## YOUR ASSIGNMENT
Counting from the line that holds "Looking at the picture above, whereabouts is the church steeple?", return each line exactly, through and including the last line of the entries.

## Saved data entries
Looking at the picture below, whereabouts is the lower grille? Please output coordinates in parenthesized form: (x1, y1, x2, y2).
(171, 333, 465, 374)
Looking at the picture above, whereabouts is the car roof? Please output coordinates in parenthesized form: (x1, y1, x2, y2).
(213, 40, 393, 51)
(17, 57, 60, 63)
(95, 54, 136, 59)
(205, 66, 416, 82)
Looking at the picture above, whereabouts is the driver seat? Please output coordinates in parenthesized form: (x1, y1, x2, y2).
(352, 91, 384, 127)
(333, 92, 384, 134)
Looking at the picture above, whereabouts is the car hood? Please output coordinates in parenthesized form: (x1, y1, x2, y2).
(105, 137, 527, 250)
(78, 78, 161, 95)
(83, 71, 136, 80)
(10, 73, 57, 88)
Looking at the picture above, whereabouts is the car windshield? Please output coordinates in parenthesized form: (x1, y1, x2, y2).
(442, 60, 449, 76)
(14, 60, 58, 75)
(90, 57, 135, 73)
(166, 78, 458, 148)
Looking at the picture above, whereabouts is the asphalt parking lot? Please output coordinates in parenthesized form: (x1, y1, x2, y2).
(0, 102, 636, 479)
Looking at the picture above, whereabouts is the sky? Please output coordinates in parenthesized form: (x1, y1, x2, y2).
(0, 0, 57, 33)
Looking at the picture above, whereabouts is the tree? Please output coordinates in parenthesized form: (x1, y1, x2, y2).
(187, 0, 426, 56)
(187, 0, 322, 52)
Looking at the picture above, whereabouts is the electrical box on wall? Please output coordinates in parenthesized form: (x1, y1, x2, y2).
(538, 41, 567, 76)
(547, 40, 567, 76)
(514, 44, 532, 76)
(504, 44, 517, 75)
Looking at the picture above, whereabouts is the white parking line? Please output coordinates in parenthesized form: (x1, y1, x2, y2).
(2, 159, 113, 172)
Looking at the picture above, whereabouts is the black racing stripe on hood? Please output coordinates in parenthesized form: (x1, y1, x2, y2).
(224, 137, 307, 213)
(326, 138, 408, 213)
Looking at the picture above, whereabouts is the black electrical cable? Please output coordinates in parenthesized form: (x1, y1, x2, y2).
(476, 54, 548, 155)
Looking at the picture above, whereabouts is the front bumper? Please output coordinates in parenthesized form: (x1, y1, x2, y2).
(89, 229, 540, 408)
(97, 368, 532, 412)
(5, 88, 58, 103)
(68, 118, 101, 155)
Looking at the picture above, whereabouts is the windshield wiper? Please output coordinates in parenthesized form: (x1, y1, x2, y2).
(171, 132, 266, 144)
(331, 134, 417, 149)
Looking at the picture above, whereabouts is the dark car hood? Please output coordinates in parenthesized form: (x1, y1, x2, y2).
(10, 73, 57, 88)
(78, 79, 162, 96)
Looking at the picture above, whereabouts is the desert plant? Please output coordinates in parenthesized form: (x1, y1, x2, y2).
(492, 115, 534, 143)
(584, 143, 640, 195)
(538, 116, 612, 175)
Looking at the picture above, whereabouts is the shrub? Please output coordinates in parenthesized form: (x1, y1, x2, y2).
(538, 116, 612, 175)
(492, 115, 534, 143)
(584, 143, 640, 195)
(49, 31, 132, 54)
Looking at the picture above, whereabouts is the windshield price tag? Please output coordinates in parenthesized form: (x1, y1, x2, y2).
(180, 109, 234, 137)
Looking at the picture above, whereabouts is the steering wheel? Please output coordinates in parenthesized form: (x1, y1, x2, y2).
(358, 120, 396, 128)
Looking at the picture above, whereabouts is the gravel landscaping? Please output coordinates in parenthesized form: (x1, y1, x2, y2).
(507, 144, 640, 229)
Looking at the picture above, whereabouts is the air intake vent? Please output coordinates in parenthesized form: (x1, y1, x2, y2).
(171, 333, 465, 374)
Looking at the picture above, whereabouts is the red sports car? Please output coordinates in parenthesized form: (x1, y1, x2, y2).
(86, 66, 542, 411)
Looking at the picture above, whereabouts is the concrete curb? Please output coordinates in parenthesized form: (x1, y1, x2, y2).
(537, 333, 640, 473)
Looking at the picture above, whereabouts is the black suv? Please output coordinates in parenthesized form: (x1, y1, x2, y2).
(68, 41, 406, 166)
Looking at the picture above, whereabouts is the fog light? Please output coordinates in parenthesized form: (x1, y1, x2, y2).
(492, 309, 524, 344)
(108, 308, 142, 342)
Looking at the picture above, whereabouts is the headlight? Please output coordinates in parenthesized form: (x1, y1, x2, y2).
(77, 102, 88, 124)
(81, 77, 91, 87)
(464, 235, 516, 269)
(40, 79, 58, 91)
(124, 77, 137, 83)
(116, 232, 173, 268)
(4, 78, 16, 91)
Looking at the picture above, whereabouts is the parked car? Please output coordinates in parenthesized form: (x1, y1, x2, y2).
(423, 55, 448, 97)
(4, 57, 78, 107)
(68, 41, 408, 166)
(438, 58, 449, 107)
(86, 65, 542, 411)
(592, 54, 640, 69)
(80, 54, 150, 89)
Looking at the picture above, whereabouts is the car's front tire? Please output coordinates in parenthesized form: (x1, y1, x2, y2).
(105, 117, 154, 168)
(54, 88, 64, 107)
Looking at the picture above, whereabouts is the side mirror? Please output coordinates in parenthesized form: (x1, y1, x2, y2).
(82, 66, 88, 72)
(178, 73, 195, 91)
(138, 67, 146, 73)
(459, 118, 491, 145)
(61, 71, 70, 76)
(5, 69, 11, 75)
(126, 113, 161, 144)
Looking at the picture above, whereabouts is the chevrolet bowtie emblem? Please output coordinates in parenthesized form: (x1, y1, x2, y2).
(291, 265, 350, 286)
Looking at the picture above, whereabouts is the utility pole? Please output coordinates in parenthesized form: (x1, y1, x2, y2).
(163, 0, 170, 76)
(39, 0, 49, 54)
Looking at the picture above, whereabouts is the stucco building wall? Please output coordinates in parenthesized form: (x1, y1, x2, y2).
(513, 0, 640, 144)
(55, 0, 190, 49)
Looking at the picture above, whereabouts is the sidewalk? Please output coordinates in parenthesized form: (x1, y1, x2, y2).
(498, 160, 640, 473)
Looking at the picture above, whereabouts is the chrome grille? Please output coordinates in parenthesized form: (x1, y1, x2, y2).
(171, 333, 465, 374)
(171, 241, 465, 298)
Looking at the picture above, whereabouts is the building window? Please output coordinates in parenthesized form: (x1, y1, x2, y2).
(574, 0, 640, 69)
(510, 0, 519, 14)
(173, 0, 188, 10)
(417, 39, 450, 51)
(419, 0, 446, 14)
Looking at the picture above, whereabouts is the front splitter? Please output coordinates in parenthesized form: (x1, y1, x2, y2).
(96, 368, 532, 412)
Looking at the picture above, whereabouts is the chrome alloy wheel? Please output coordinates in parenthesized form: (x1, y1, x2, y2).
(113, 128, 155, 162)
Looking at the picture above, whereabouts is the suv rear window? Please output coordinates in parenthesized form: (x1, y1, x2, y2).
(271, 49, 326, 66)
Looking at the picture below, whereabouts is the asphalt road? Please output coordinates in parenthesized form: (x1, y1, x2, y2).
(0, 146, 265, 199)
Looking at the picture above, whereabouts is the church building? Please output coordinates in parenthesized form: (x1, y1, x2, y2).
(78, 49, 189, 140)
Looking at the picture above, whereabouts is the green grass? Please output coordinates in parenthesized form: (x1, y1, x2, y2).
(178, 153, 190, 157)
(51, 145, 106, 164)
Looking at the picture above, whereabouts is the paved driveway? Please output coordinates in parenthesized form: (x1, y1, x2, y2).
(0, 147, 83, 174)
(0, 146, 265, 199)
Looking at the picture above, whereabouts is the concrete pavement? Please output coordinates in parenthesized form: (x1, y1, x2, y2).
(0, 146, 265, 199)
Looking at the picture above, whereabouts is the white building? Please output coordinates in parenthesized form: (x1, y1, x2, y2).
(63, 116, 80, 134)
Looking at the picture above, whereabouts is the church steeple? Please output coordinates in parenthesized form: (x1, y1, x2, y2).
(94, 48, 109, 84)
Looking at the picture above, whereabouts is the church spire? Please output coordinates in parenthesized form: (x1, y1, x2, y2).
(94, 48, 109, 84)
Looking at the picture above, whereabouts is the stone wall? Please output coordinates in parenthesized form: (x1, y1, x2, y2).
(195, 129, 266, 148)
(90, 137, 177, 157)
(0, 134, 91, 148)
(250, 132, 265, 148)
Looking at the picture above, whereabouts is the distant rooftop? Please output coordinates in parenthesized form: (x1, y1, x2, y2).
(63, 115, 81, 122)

## TASK RESPONSE
Looking at the picture above, whereabouts is the church steeple? Please output coordinates in parenthesized form: (x1, y1, x2, y2).
(94, 48, 109, 84)
Looking at the picture above, whereabouts is the church spire? Please output coordinates in parenthesized form: (x1, y1, x2, y2).
(94, 48, 109, 84)
Looking at the picture above, whereabouts is the stone wall? Please output coordinates in parenthesized form: (x1, y1, x2, y2).
(195, 129, 266, 148)
(90, 137, 177, 157)
(0, 134, 91, 148)
(250, 132, 265, 148)
Looking at the picture above, whereabouts is the distant rooftop? Please output coordinates in parenthesized form: (x1, y1, x2, y2).
(63, 115, 81, 122)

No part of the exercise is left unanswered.